- **La consigne**
Extrayez sans rien y changer les lignes ci-dessous qui vont de celle contenant « the woman with » jusqu'à la dernière, ces deux lignes comprises.

====================

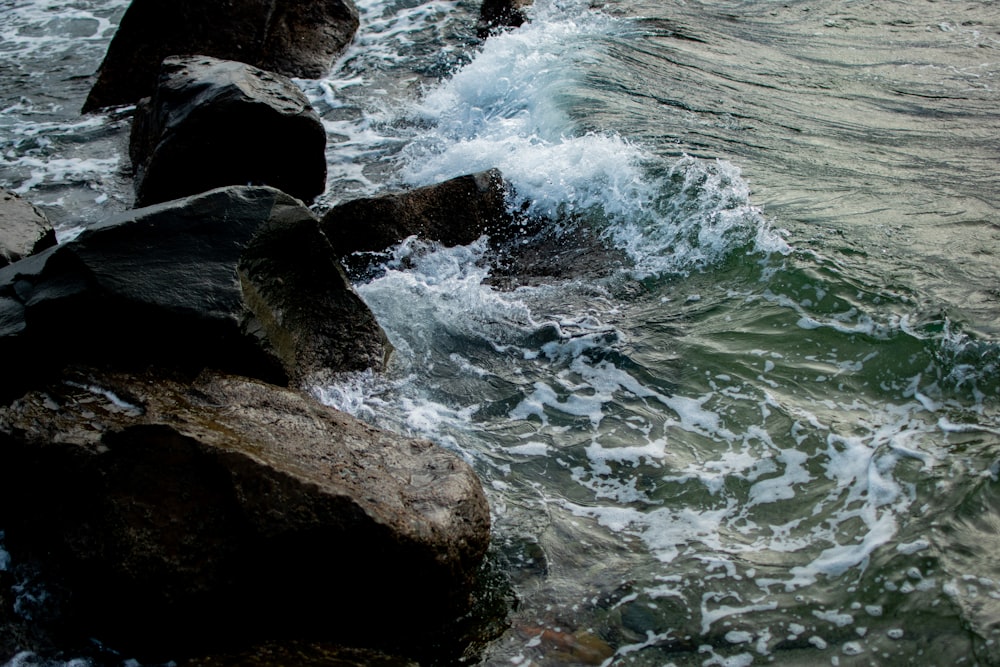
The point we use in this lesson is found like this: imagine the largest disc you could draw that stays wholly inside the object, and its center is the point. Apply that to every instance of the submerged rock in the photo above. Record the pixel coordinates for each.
(167, 507)
(24, 230)
(455, 212)
(496, 15)
(523, 250)
(163, 285)
(215, 122)
(296, 38)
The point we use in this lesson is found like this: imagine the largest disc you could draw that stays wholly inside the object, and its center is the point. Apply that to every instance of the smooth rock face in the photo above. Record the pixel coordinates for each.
(171, 506)
(24, 230)
(455, 212)
(296, 38)
(496, 15)
(303, 304)
(215, 122)
(163, 285)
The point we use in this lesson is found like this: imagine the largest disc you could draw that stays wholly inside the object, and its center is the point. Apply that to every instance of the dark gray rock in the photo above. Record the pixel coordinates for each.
(455, 212)
(24, 230)
(496, 15)
(168, 507)
(296, 38)
(162, 285)
(215, 122)
(524, 250)
(303, 304)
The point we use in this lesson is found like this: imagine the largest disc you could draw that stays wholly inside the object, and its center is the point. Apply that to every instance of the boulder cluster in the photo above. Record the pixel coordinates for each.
(161, 456)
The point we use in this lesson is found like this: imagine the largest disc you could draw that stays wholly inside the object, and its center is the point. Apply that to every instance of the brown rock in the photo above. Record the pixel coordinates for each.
(170, 507)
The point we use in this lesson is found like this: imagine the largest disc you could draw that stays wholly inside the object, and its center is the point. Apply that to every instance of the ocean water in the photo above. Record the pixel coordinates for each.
(774, 437)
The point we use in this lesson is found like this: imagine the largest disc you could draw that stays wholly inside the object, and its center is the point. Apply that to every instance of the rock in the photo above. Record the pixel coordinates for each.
(304, 305)
(215, 122)
(550, 251)
(163, 285)
(300, 654)
(496, 15)
(296, 38)
(455, 212)
(169, 507)
(24, 230)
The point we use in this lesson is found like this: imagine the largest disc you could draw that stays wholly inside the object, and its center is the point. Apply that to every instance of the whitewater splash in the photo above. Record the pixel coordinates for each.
(735, 452)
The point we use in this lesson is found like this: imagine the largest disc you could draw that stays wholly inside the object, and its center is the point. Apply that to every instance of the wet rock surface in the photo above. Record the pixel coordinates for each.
(169, 505)
(163, 285)
(295, 38)
(212, 123)
(24, 230)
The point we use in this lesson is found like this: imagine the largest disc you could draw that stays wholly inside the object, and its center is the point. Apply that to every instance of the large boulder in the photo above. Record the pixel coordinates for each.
(296, 38)
(164, 285)
(455, 212)
(215, 122)
(524, 250)
(24, 230)
(232, 510)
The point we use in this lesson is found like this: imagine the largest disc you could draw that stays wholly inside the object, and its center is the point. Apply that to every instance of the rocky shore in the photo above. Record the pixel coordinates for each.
(162, 462)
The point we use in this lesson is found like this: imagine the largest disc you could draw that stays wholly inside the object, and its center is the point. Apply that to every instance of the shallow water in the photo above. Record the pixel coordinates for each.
(774, 438)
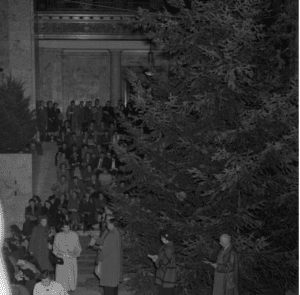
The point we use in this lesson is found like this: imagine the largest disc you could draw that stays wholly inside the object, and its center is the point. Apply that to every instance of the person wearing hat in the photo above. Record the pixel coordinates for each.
(38, 244)
(165, 263)
(31, 217)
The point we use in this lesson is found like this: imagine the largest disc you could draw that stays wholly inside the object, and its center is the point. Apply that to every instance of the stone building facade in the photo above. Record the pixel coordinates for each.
(63, 54)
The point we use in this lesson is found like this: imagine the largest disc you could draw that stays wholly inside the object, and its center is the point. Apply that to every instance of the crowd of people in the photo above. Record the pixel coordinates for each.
(87, 172)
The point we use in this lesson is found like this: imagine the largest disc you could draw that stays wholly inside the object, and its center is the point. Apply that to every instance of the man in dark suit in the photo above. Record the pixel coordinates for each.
(41, 119)
(226, 269)
(70, 114)
(107, 161)
(99, 163)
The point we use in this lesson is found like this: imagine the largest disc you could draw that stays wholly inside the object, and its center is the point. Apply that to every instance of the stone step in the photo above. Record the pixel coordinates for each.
(86, 264)
(85, 271)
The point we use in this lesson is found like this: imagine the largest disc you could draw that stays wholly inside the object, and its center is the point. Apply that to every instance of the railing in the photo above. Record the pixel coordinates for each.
(116, 6)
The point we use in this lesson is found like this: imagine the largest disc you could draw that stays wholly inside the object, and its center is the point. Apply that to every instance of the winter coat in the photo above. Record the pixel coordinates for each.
(112, 260)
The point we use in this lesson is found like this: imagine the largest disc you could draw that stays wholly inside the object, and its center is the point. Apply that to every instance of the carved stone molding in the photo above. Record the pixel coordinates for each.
(84, 28)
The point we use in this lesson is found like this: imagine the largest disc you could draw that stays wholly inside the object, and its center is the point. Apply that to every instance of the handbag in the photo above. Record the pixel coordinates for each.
(98, 270)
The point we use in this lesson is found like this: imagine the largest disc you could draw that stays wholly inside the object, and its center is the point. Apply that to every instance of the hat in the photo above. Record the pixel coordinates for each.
(37, 198)
(167, 234)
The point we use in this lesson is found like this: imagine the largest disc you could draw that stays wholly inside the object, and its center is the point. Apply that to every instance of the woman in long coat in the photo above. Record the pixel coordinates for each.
(111, 260)
(31, 217)
(38, 244)
(66, 246)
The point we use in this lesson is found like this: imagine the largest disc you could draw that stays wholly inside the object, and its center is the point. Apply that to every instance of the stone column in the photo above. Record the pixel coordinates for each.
(115, 77)
(22, 45)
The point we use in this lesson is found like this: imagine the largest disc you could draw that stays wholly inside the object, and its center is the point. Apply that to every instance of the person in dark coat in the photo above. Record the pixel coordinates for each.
(41, 119)
(165, 263)
(86, 210)
(70, 114)
(226, 269)
(38, 244)
(46, 210)
(31, 217)
(111, 259)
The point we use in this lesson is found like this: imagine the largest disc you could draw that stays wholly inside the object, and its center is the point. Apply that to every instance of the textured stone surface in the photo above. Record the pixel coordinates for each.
(4, 44)
(86, 76)
(21, 44)
(15, 186)
(64, 76)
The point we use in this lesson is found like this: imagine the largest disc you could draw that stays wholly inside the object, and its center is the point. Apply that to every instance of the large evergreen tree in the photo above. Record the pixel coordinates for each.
(17, 121)
(216, 149)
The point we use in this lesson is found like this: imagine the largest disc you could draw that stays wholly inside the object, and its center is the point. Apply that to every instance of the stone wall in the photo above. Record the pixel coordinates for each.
(4, 44)
(15, 187)
(17, 43)
(65, 75)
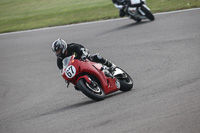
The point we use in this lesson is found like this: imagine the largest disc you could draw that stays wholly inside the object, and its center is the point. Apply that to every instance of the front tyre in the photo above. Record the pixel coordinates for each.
(148, 13)
(93, 90)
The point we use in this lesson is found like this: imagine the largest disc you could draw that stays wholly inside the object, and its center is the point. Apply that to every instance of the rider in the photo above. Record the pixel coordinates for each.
(62, 50)
(119, 4)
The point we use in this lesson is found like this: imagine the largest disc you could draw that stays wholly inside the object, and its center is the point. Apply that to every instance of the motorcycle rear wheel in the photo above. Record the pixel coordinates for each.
(92, 91)
(148, 13)
(126, 83)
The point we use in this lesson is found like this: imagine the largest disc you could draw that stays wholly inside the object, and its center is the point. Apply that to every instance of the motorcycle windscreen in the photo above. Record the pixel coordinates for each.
(66, 61)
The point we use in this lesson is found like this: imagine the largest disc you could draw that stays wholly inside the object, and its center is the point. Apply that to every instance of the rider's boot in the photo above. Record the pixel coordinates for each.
(111, 65)
(122, 12)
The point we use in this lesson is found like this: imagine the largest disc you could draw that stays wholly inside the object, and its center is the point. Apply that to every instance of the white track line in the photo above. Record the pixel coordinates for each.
(102, 21)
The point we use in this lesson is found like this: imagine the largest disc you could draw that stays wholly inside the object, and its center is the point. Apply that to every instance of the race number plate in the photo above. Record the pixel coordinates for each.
(135, 2)
(70, 71)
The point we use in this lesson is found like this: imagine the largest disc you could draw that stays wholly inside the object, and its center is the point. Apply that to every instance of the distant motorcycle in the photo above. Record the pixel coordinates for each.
(93, 79)
(138, 10)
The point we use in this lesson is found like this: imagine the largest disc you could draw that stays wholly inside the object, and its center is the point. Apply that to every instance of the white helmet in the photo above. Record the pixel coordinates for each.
(59, 46)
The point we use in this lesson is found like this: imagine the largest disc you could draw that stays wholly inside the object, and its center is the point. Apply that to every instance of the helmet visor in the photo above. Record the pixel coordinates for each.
(58, 52)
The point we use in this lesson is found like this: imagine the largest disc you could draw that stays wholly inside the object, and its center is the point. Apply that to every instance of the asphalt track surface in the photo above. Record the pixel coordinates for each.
(162, 57)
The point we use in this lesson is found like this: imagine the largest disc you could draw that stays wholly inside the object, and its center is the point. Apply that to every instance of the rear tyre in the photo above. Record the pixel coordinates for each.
(93, 90)
(148, 14)
(126, 82)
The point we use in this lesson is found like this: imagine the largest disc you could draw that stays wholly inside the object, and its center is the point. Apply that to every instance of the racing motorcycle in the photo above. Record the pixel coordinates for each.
(94, 79)
(138, 10)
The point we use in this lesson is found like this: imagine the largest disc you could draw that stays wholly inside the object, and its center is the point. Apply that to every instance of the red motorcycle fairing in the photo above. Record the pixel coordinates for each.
(76, 69)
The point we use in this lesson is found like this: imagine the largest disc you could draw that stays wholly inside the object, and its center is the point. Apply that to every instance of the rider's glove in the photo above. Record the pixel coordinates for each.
(85, 53)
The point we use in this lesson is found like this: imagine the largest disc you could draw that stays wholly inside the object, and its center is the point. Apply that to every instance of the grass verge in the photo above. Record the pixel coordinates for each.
(16, 15)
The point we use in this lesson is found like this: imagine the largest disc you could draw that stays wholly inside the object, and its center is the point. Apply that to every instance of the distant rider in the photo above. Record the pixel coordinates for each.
(120, 4)
(62, 50)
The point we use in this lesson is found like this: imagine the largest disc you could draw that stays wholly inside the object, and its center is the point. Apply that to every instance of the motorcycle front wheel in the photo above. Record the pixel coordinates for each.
(93, 90)
(148, 13)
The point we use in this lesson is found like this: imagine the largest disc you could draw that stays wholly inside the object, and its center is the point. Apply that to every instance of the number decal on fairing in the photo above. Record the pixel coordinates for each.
(70, 71)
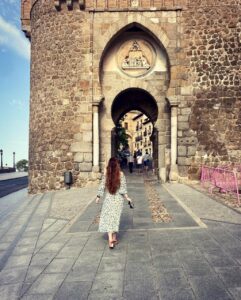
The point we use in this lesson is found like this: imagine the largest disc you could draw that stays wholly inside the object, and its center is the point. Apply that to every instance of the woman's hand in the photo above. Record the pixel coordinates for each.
(128, 198)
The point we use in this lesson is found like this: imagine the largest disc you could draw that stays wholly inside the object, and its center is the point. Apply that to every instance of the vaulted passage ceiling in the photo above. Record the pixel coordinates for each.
(134, 99)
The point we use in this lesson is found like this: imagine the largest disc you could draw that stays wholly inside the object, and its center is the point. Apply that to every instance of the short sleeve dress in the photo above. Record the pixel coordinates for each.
(112, 206)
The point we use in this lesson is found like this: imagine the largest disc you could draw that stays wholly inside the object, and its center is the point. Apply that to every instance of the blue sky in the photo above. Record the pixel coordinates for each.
(14, 83)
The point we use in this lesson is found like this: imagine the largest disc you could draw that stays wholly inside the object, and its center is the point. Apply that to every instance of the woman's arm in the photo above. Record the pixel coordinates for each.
(101, 189)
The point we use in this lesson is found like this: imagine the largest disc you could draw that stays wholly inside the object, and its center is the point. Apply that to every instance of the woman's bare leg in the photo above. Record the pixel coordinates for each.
(114, 237)
(110, 236)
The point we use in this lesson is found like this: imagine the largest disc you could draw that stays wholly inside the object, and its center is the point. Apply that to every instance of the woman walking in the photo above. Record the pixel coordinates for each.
(113, 184)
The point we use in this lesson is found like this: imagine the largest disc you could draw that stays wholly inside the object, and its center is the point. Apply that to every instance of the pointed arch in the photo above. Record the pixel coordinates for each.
(120, 26)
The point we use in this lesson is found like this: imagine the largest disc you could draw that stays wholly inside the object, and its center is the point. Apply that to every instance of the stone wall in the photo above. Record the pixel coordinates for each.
(61, 108)
(210, 114)
(70, 42)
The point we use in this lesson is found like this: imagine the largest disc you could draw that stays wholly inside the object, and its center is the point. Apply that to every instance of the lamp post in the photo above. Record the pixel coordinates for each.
(1, 152)
(14, 160)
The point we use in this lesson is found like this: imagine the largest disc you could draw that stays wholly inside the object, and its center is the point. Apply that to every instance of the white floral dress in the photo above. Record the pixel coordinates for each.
(112, 206)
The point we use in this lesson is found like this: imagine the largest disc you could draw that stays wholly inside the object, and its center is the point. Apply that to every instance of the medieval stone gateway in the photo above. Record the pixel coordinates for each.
(92, 61)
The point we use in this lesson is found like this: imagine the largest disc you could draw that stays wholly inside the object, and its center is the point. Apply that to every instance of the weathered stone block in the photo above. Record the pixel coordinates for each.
(79, 157)
(182, 150)
(182, 125)
(81, 147)
(183, 161)
(88, 157)
(191, 150)
(87, 136)
(85, 167)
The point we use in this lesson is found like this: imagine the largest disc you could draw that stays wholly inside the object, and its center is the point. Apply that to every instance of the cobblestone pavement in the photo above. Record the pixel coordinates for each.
(45, 255)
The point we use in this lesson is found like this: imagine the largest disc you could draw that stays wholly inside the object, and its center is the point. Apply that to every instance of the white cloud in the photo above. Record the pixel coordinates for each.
(13, 38)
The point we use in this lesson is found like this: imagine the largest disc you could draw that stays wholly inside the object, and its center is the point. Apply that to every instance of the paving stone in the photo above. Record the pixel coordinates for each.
(38, 297)
(42, 259)
(140, 289)
(109, 264)
(74, 290)
(59, 265)
(33, 272)
(10, 291)
(235, 292)
(52, 247)
(108, 283)
(13, 275)
(197, 268)
(165, 261)
(208, 288)
(177, 293)
(69, 251)
(219, 259)
(47, 284)
(231, 276)
(18, 261)
(138, 271)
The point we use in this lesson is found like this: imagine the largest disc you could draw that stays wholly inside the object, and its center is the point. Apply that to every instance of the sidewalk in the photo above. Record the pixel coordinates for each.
(50, 249)
(13, 175)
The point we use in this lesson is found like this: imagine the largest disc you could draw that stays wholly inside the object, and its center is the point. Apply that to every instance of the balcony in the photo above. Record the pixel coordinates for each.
(138, 138)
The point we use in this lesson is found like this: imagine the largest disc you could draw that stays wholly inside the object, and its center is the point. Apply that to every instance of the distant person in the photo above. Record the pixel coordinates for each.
(130, 162)
(113, 184)
(139, 160)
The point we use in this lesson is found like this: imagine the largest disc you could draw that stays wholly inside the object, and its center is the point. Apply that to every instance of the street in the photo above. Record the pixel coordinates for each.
(12, 185)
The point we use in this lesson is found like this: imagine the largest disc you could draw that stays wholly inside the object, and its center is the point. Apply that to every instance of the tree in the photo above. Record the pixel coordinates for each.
(22, 165)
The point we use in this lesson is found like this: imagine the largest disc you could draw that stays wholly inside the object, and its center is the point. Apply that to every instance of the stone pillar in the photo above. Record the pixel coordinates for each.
(173, 169)
(96, 137)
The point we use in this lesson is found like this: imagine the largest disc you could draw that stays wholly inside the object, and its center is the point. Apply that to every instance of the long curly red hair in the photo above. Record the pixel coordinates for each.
(113, 175)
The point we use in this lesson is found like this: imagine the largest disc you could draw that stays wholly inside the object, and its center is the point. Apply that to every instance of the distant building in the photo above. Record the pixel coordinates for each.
(92, 62)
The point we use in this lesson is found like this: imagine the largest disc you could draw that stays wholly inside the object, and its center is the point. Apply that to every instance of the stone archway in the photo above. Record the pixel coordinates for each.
(135, 75)
(138, 100)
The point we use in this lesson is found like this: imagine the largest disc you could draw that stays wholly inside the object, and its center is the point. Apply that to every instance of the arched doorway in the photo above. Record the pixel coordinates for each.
(134, 75)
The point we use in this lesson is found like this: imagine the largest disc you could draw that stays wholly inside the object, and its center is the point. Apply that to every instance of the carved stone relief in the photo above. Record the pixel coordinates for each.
(136, 57)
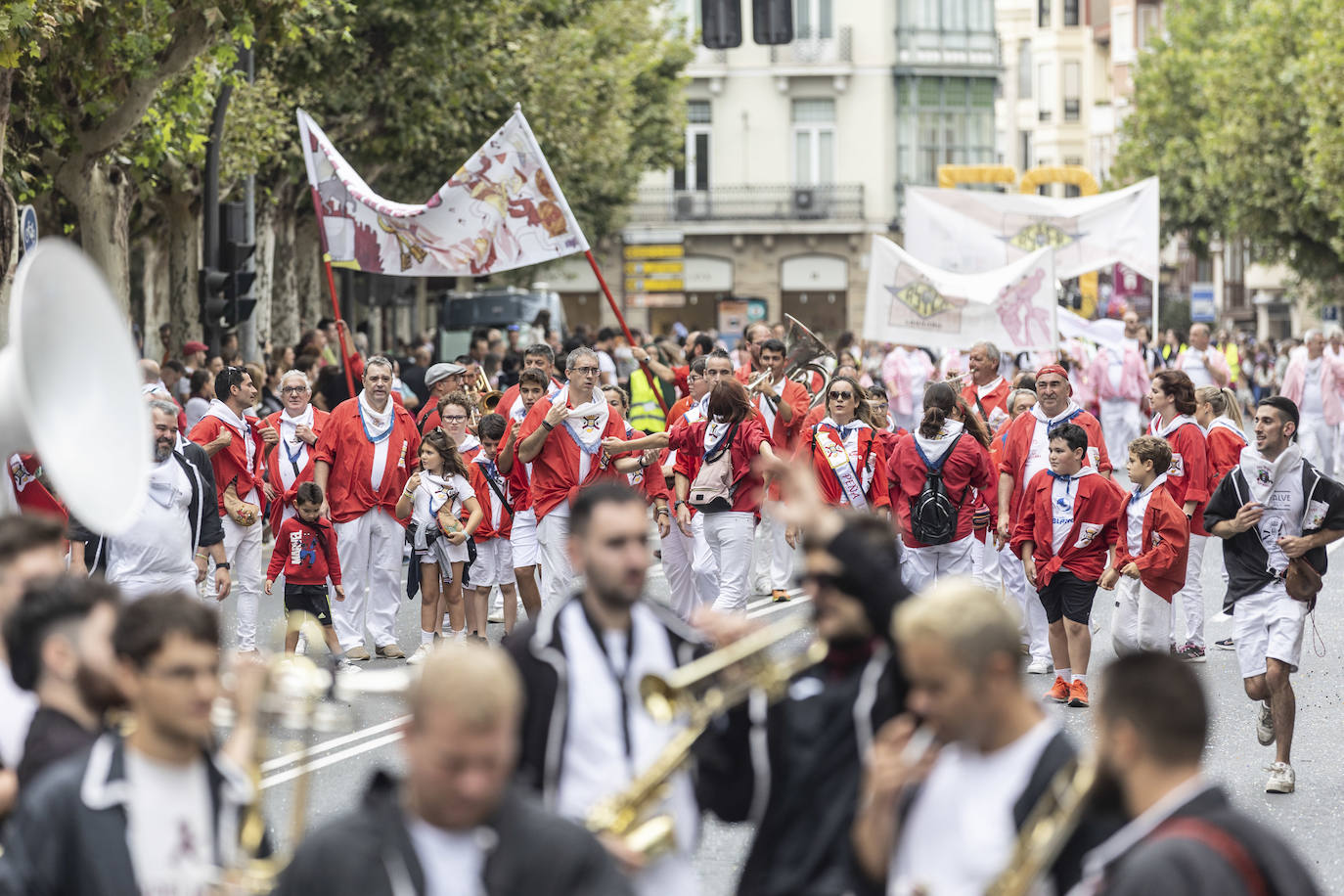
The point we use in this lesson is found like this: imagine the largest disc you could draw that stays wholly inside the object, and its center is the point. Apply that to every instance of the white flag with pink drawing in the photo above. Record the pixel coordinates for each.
(913, 302)
(502, 209)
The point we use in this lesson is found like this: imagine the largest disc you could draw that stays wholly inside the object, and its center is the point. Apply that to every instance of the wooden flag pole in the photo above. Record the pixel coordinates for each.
(644, 366)
(331, 289)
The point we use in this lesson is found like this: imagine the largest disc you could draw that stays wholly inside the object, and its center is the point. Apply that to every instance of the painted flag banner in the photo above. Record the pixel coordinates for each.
(502, 209)
(970, 231)
(915, 302)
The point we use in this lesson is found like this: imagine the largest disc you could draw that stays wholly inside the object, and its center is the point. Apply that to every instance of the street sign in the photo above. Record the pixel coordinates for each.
(28, 227)
(1203, 309)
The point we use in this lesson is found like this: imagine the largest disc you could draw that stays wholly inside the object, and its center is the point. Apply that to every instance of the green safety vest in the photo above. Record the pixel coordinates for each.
(646, 413)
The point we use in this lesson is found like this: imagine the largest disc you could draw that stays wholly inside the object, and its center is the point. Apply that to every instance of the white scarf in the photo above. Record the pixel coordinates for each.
(1262, 475)
(226, 416)
(1176, 422)
(937, 446)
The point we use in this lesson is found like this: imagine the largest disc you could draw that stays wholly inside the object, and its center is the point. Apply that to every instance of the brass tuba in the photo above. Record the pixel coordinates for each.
(697, 692)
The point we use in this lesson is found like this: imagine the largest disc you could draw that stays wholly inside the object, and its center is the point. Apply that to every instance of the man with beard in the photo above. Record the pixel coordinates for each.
(167, 547)
(585, 731)
(60, 643)
(793, 769)
(1183, 833)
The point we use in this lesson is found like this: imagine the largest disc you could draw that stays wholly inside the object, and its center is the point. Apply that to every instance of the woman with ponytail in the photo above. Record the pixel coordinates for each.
(948, 445)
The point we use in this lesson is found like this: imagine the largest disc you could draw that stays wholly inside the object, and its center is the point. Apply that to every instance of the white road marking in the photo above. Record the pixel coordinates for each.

====================

- **Réponse attendue**
The point we use in this lesson is found like this: imagine the largest disc you could draw that stays wholly inside the object, and its center is the point. Apply that to every instance of the woman with ponytail in the photo above. Record the pixel coordinates for each.
(948, 445)
The point we use in this lesson is found like this: imagine the largest disc you could draw that stays wholly inside the object, and its center is the point. Apply that to every instance of the white road marking in the photo above. Record the pixel coordinates for each.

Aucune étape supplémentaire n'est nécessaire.